# Task instructions:
**A)** Decide whether each statement agrees with the post about langchain agents. Answer yes or no for each, and quote the words of the post that settle it. (i) The writer's tests used metadata from a TV channel. (ii) The writer has tried complex questions about doc M. (iii) The question was turned into a script written in R.
**B)** Carry on the post about langchain agents, starting after its last sentence.

# Text segment:
++++
You'd have to feed it the whole document as input, which is probably too many tokens.
It can answer simple questions like "what is the maximum allowed slope under doc M?" but I haven't tried something more complex. I wouldn't trust it to be correct anyway.
I was playing around with langchain models the other day, and they get around the token limitation by offloading the work to 'agents'. It's a clever way to use AI when needed, and otherwise use the tools we've been using for years for these tasks.
In my tests I was feeding it the metadata from a TV channel, which included things like publishing windows for episodes, content owner, etc. Then I was able to ask it questions using natural language and get answers / summaries / reports.
Example:
"How many episodes of Peppa Pig are currently live?"
It would then take the CSV dump of the metadata (though it can be hooked up to a database, too), and translate my question into a Python script with Pandas, run the script and give me the output.
++++
# Information:
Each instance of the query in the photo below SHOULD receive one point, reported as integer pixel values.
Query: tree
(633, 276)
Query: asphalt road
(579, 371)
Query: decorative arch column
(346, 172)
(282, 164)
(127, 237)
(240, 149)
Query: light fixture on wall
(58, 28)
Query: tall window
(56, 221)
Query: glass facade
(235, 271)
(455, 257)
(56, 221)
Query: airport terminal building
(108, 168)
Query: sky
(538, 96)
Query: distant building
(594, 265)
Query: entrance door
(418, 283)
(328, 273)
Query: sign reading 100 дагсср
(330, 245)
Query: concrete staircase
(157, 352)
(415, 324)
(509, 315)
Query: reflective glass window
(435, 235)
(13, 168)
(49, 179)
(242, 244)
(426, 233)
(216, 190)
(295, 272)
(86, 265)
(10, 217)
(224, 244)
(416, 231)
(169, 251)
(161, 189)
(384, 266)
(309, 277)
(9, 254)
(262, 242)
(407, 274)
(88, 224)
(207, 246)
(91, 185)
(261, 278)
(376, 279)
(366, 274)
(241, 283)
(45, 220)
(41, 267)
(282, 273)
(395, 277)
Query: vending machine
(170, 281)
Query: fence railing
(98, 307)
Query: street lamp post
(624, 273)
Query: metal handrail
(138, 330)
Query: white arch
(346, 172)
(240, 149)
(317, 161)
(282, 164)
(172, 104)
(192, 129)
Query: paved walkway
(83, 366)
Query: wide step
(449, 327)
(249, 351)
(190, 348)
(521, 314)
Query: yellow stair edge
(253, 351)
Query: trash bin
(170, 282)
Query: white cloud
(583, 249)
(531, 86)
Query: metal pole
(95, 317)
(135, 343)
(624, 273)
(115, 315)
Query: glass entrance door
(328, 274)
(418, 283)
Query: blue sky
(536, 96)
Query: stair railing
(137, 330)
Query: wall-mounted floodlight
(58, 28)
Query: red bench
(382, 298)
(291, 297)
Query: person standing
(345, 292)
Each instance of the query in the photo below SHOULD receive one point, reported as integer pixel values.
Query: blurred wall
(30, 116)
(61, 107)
++++
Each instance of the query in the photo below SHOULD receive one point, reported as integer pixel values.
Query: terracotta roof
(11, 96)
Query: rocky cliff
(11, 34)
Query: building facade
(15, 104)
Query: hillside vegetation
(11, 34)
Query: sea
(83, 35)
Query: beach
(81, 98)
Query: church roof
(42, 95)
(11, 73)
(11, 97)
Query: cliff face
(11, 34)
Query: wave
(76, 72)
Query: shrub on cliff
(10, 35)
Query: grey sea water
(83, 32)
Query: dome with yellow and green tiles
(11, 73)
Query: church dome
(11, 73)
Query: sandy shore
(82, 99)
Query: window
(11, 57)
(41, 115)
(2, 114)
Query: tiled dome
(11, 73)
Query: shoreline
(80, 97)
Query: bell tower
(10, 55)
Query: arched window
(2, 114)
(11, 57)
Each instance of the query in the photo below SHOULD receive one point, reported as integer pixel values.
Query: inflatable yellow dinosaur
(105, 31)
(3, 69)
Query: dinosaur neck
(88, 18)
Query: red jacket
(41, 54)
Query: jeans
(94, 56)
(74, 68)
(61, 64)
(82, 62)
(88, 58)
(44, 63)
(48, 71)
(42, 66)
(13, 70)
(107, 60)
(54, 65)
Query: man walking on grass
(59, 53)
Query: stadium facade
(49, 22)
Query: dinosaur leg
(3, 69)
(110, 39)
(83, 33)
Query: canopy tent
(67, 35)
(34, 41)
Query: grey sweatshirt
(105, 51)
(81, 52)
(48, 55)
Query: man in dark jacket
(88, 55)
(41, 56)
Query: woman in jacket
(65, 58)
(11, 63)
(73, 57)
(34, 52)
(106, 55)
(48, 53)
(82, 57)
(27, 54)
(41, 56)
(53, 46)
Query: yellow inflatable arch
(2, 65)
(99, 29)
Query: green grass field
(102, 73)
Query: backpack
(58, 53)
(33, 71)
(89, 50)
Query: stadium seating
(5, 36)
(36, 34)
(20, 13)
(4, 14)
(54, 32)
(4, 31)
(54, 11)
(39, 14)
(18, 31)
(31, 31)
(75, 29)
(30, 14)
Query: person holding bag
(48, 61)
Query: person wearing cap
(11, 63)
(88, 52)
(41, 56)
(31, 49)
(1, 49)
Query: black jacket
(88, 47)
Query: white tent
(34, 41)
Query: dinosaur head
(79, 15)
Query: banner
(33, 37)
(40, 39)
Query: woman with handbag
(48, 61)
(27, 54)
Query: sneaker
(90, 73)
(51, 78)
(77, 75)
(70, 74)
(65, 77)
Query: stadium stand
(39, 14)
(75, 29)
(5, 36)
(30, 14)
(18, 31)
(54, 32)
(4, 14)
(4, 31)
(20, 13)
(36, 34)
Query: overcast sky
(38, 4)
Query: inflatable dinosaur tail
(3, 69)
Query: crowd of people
++++
# Task results:
**A)**
(i) Yes: "In my tests I was feeding it the metadata from a TV channel"
(ii) No: "but I haven't tried something more complex"
(iii) No: "translate my question into a Python script with Pandas"

**B)**
It was a bit flaky at first as I assumed it was cleverer than it was. I had to give it some info about what the columns mean, and how to tell if something is "live". But I did all that in natural language, too. This was the entire script:
Code:
import os
from langchain.agents import create_csv_agent
from langchain.llms import OpenAI
from langchain.prompts.prompt import PromptTemplate
os.environ["OPENAI_API_KEY"] = "..."
agent = create_csv_agent(OpenAI(temperature=0), 'metadata.csv', verbose=True)
prompt = input("What would you like to know?")
_DEFAULT_TEMPLATE = """
The csv file contains rows representing episodes of TV programmes.
An episode is live if the publish date is in the past, and the unpublish date is in the future. Today's date is 10th April 2023
Question: {prompt}
"""
PROMPT = PromptTemplate(
input_variables=["prompt"], template=_DEFAULT_TEMPLATE
)
agent.run(PROMPT)
I then asked it how many episodes were live and it got the answer spot on.
So, what it does in the background is use GPT3 (I think) to 'understand' my question, and turn it into a series of tasks that it needs to perform to answer me.
I've just ran it again to see the steps it takes (it tells you its 'thoughts'):
Code:
> Entering new AgentExecutor chain...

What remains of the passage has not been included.